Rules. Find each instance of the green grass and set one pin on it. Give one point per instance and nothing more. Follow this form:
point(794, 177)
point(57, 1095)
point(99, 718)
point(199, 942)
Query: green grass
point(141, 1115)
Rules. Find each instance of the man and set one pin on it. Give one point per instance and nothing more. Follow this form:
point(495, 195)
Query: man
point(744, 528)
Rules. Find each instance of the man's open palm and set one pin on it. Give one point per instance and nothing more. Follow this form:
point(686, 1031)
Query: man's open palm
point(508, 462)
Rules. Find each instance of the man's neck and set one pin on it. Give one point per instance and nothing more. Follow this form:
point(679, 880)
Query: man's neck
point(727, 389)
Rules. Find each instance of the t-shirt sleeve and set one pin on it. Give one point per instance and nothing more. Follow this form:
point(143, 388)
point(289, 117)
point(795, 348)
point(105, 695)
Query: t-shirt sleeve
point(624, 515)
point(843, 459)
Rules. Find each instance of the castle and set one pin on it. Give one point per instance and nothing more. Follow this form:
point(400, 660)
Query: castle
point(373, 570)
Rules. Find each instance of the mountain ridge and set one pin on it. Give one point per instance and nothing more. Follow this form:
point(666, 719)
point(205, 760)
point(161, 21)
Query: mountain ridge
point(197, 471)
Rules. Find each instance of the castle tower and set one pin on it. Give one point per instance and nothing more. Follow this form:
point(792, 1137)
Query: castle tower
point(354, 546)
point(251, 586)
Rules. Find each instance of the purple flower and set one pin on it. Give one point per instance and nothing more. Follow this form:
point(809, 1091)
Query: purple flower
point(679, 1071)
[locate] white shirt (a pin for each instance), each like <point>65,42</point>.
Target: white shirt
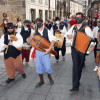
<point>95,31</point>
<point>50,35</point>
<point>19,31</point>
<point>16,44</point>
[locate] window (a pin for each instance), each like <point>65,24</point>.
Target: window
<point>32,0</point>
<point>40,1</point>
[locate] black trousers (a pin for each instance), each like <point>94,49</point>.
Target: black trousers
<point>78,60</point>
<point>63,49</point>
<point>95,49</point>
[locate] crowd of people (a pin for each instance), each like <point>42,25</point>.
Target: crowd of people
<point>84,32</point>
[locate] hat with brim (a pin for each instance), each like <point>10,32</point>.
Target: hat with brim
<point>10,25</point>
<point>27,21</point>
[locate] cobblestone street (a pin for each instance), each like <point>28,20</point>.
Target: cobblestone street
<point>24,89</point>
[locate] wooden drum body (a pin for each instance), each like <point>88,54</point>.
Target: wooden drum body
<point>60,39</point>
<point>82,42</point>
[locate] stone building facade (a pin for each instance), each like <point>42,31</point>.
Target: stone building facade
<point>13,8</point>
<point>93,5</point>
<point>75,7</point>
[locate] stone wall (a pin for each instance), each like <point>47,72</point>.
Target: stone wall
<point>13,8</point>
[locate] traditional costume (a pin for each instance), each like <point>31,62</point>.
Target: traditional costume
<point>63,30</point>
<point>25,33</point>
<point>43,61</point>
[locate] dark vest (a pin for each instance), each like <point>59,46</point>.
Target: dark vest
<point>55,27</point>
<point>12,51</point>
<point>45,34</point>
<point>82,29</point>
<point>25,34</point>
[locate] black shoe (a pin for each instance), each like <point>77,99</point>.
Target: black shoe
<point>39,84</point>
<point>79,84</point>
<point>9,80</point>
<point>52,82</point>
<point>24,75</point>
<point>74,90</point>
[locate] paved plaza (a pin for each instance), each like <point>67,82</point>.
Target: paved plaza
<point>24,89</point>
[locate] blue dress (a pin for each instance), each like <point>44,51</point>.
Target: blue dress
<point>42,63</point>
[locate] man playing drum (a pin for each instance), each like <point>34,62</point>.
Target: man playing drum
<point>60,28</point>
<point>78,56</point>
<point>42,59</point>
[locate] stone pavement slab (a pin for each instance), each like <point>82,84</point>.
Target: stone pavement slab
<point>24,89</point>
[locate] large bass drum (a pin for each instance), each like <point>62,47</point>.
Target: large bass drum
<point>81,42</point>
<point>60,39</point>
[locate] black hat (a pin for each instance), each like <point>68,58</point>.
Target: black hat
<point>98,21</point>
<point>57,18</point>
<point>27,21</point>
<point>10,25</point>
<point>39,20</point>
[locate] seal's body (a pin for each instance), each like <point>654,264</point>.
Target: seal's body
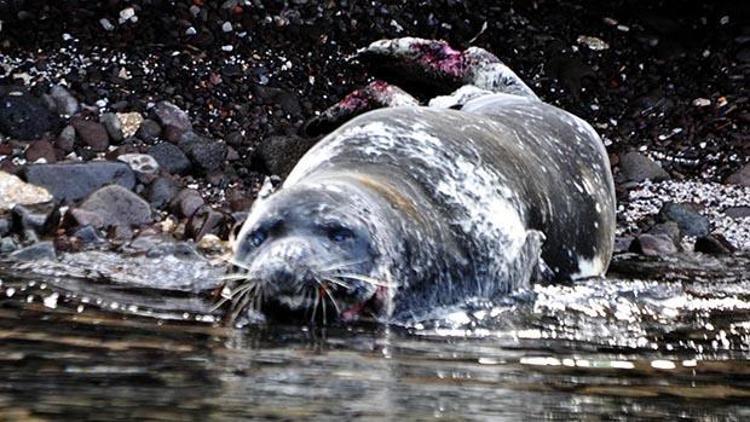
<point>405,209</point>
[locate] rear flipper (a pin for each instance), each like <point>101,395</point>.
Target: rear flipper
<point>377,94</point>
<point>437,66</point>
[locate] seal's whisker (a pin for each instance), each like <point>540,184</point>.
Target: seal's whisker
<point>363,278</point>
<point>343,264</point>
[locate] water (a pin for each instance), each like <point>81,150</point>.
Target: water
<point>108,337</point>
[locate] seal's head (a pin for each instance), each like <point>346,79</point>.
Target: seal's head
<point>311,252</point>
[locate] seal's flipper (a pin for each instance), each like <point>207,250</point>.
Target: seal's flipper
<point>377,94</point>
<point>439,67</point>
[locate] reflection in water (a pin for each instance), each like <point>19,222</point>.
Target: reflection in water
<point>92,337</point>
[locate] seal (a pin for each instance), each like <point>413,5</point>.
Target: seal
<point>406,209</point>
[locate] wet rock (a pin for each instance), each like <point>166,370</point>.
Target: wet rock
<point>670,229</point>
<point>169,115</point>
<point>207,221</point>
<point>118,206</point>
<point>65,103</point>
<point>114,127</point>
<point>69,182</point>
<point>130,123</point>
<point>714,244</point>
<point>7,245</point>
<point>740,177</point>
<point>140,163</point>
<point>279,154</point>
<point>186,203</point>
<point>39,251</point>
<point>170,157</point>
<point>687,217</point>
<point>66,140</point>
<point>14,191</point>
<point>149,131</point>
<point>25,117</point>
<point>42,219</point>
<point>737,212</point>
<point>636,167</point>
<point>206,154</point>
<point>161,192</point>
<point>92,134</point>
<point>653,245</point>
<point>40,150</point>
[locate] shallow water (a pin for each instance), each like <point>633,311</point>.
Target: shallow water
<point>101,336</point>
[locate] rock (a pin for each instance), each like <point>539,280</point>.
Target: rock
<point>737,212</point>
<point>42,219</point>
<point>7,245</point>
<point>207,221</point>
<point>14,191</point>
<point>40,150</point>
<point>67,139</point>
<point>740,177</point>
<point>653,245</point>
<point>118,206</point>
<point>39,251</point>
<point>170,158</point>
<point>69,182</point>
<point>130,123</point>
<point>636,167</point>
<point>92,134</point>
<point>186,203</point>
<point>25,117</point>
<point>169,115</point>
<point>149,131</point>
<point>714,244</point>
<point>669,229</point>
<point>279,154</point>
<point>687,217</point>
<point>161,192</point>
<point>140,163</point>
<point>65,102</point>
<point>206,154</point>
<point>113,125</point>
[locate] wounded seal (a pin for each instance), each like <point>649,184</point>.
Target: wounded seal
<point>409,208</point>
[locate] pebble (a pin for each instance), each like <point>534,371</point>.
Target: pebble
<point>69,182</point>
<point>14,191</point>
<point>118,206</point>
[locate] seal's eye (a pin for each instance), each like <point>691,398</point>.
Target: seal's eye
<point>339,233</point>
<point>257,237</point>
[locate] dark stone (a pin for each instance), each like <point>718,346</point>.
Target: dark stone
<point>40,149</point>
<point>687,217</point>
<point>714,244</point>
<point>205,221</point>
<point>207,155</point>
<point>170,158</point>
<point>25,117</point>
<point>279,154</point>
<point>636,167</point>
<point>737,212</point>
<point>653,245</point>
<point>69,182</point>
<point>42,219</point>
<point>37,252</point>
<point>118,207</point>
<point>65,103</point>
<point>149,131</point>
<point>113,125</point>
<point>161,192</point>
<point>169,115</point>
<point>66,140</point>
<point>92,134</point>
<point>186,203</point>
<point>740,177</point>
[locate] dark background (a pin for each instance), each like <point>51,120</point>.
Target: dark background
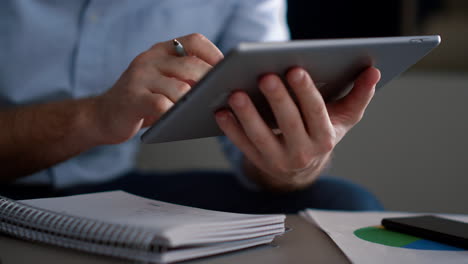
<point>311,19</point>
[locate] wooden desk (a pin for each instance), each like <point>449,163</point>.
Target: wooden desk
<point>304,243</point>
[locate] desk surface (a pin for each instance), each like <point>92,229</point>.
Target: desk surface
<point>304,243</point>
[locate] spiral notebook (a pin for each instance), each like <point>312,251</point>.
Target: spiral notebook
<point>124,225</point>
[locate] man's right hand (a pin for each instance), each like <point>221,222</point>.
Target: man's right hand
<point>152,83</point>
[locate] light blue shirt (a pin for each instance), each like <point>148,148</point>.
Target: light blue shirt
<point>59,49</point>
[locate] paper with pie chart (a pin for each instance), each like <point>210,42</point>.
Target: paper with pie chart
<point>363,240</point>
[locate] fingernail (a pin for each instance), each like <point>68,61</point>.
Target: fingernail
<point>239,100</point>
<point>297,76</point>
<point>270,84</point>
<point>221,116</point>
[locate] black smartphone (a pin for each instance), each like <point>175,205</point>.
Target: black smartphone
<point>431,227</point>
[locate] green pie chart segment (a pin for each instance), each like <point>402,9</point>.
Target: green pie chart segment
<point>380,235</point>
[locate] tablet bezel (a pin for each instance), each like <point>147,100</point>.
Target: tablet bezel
···
Exercise brief - Your answer should be a single number: how many lines of the material contain the word "bezel".

Result of the exercise - 2